● **Your task**: Reproduce the items from the very beginning through the line containing "negative clicks: (390, 306) (174, 357)", swapping "negative clicks" for "exclusion clicks" and keeping everything else unchanged.
--- Extracted material ---
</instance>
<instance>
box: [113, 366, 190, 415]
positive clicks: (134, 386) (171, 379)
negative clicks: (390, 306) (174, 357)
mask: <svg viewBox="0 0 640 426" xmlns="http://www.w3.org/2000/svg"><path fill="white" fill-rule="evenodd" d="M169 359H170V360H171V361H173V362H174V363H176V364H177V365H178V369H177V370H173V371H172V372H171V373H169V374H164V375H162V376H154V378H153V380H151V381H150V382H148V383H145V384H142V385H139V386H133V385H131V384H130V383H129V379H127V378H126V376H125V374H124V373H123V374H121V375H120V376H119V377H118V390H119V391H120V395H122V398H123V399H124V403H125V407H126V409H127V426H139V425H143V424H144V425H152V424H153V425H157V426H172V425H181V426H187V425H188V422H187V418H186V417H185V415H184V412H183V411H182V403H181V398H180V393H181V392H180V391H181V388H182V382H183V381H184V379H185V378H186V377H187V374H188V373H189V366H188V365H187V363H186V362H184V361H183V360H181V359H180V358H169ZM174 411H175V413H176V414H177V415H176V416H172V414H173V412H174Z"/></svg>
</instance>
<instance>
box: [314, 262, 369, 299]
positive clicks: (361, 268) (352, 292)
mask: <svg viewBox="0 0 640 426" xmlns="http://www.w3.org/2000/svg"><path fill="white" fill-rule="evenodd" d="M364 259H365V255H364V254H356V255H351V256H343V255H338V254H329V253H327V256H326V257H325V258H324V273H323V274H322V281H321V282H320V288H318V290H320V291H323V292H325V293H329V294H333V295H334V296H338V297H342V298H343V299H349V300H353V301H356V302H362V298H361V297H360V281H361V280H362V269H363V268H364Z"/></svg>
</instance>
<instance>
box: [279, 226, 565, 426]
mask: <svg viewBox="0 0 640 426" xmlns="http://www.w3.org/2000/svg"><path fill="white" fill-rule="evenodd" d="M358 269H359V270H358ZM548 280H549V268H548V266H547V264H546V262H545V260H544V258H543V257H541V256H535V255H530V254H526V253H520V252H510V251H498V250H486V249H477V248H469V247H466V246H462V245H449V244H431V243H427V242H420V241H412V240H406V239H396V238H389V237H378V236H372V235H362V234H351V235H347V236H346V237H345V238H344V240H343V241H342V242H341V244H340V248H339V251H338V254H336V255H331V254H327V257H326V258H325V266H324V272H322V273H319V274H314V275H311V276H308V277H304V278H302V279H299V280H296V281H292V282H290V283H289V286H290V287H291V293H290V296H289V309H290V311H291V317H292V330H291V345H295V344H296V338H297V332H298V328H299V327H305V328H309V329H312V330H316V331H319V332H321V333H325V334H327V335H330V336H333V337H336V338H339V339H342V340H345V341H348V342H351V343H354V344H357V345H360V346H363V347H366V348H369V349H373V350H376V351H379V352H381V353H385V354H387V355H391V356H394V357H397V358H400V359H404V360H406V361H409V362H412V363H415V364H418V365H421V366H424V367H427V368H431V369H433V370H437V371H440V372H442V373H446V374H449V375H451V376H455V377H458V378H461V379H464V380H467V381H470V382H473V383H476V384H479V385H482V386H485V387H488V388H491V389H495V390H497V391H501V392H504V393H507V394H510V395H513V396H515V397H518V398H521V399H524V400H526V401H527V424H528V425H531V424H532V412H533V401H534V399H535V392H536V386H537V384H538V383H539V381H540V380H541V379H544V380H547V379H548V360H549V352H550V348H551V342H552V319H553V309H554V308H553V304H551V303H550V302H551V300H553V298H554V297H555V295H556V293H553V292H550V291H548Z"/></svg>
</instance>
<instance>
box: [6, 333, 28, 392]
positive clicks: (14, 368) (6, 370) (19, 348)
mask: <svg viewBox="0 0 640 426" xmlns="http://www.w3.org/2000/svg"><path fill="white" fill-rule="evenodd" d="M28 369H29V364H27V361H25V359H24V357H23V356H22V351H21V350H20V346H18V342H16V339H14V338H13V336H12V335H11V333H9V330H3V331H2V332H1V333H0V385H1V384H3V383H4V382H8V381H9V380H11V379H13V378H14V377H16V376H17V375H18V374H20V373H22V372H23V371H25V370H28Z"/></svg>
---
● **Response box**:
</instance>
<instance>
box: [113, 366, 190, 415]
positive clicks: (134, 386) (171, 379)
exclusion clicks: (390, 306) (174, 357)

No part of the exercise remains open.